→ HOW TO COMPLETE THIS TASK
For this exercise, restate word for word only the lines from the first line of the data to the line containing "negative clicks: (195, 352)".

→ EXERCISE INPUT
____

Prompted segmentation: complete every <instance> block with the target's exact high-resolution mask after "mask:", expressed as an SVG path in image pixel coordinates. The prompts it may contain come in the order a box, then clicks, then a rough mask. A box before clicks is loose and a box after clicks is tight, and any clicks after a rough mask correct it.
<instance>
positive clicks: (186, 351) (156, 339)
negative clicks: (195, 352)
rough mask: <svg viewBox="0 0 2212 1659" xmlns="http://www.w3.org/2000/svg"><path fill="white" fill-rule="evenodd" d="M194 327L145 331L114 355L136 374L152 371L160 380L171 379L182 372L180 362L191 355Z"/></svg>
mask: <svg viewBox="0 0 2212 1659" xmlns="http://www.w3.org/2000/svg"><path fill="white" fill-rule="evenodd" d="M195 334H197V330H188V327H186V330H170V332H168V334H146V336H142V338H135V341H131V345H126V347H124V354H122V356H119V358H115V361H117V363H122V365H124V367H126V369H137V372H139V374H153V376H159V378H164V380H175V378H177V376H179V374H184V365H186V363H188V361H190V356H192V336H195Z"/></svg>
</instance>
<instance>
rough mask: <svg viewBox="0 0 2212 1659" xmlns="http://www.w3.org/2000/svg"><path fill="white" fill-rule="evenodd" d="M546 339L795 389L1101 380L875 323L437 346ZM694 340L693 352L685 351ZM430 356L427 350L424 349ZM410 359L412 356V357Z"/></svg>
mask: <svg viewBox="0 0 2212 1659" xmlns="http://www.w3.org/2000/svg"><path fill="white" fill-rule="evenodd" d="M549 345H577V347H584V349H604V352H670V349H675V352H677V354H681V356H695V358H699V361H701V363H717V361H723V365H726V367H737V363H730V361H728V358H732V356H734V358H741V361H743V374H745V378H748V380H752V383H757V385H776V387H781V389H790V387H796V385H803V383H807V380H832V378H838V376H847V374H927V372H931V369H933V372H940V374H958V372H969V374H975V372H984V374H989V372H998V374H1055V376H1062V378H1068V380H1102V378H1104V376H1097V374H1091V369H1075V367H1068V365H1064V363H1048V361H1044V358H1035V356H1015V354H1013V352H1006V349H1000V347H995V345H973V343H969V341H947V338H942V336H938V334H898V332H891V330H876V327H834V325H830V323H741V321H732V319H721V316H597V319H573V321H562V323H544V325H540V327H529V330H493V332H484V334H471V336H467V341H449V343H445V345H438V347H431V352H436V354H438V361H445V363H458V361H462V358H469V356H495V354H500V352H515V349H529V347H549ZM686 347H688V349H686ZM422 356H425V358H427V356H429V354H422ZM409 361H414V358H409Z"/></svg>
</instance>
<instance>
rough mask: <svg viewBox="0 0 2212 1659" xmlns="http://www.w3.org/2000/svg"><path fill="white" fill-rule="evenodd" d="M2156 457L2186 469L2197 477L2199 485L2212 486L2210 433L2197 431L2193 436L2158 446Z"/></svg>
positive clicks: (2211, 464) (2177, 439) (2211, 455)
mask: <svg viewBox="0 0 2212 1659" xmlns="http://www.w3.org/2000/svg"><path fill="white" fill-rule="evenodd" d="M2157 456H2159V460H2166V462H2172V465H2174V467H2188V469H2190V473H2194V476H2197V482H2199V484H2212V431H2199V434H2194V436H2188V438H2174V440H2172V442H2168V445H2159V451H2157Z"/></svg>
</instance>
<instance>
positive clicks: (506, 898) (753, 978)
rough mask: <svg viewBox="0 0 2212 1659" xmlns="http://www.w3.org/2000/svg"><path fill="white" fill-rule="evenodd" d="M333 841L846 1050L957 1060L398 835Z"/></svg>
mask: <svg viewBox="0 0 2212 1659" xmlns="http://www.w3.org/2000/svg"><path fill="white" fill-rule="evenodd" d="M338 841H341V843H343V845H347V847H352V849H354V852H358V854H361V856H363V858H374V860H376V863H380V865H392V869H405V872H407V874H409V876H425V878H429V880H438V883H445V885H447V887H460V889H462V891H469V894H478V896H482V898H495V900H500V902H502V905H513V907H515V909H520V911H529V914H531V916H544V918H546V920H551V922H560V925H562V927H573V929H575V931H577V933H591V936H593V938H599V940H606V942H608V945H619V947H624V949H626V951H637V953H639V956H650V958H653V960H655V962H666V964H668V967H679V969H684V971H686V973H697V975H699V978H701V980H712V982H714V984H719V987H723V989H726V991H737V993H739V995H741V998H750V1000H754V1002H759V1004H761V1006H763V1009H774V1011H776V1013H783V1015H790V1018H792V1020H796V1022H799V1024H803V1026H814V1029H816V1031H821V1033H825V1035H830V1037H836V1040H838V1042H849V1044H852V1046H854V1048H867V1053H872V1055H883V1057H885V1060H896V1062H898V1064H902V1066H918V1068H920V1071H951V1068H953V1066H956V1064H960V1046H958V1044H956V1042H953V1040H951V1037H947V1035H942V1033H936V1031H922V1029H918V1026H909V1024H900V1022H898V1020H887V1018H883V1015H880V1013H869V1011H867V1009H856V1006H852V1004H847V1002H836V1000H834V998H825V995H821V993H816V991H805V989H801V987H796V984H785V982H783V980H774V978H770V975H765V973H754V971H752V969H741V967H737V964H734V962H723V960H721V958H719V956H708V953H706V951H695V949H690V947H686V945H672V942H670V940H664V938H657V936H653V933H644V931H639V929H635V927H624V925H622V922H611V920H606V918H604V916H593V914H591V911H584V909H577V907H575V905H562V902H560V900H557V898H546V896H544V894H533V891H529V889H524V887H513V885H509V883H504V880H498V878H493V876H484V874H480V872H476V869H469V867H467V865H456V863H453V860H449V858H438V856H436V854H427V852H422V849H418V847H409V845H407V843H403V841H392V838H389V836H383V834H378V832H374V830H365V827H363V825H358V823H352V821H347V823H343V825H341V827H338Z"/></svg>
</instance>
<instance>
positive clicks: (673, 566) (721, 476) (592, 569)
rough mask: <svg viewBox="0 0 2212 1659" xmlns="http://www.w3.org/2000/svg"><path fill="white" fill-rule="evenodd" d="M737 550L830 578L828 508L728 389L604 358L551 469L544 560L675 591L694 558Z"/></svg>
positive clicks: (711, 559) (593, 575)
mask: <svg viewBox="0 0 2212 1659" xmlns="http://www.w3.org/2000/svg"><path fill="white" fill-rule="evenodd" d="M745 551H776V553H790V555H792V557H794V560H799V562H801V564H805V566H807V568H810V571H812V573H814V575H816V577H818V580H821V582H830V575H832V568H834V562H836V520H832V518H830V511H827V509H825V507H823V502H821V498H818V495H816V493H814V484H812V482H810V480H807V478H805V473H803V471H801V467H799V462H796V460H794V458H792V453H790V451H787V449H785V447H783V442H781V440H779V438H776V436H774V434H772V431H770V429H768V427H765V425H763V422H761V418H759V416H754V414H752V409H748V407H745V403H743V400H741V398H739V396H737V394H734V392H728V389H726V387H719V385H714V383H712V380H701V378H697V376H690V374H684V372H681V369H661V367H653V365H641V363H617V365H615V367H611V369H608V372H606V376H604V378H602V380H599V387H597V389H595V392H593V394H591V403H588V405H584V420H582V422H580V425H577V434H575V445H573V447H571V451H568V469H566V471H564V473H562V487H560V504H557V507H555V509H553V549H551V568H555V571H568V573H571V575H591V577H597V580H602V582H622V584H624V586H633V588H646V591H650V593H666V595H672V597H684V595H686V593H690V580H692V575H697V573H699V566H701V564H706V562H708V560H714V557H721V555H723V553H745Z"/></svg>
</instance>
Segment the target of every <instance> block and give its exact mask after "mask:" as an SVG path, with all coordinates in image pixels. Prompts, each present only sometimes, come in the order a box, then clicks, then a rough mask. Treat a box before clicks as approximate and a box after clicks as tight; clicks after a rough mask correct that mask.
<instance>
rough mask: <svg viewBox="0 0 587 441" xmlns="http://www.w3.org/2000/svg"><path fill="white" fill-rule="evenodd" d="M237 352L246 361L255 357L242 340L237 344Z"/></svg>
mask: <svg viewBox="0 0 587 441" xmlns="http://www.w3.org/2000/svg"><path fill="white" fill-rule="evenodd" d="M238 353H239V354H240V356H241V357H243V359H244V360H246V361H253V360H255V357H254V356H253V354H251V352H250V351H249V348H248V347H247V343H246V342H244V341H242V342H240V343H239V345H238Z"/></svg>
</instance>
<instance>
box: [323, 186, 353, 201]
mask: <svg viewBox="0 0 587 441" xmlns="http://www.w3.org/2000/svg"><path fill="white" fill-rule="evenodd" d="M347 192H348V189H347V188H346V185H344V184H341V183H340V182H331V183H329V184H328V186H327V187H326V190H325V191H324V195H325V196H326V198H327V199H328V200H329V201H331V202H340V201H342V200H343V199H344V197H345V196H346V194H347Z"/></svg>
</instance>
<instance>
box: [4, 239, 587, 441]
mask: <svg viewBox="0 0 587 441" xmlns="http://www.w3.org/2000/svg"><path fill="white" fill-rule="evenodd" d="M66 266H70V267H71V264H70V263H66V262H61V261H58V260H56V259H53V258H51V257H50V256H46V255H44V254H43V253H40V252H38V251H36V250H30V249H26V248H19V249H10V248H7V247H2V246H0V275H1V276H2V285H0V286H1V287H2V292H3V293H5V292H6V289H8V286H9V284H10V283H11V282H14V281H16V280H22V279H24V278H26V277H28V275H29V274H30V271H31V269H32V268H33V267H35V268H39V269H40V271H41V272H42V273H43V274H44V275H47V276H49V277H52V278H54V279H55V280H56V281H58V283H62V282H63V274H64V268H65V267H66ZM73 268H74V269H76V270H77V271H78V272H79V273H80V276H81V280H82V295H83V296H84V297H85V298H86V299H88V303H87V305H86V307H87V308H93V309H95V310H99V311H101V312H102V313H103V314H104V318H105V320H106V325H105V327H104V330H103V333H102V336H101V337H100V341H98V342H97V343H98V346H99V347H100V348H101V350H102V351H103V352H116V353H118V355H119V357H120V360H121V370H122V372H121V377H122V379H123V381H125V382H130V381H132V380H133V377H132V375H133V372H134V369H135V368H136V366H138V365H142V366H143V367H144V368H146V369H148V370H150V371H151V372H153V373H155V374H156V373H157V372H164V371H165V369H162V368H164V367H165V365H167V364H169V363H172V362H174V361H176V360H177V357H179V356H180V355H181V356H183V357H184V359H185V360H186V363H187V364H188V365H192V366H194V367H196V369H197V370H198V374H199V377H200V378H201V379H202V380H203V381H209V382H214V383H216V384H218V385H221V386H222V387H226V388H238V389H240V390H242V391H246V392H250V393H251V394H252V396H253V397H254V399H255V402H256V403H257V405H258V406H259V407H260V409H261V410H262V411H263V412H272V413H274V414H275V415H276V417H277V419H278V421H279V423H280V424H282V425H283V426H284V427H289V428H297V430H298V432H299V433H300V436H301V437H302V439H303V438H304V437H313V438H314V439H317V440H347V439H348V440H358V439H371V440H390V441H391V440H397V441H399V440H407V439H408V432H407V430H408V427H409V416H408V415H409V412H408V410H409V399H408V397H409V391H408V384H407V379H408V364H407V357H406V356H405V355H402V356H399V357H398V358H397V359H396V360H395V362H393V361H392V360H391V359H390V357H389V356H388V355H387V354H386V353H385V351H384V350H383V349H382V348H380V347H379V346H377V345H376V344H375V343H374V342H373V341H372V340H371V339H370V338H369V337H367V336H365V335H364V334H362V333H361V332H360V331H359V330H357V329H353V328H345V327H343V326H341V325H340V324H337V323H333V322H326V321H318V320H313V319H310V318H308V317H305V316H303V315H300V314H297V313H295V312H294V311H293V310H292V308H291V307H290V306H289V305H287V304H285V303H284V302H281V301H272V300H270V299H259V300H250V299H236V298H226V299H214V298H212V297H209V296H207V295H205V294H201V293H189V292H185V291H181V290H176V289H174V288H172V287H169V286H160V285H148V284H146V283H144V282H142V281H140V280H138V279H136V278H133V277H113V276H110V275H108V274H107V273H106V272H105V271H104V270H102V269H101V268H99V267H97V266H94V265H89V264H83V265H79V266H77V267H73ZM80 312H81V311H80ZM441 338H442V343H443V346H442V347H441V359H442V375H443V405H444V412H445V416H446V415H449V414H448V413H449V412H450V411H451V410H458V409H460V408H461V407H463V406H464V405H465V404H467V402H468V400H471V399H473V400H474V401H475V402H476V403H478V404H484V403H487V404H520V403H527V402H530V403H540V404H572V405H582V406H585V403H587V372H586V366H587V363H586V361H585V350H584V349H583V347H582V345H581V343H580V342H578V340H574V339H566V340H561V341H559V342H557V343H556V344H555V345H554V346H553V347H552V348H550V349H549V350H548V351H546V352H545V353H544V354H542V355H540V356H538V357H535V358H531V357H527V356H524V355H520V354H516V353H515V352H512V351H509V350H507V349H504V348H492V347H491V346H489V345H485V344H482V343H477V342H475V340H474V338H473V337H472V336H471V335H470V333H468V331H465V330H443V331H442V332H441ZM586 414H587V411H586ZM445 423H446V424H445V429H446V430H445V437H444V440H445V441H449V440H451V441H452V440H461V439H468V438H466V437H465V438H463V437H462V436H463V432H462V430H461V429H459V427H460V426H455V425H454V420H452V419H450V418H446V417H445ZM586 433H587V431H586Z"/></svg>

____

→ RESPONSE BOX
Prompted segmentation: complete every <instance> block with the target's exact high-resolution mask after "mask:", expressed as an SVG path in image pixel coordinates. The prompts it may contain come in the order a box, then clicks, then a rough mask. A box before clicks is loose and a box after clicks is tight, and any clicks after a rough mask correct it.
<instance>
positive clicks: (186, 351) (156, 339)
negative clicks: (195, 352)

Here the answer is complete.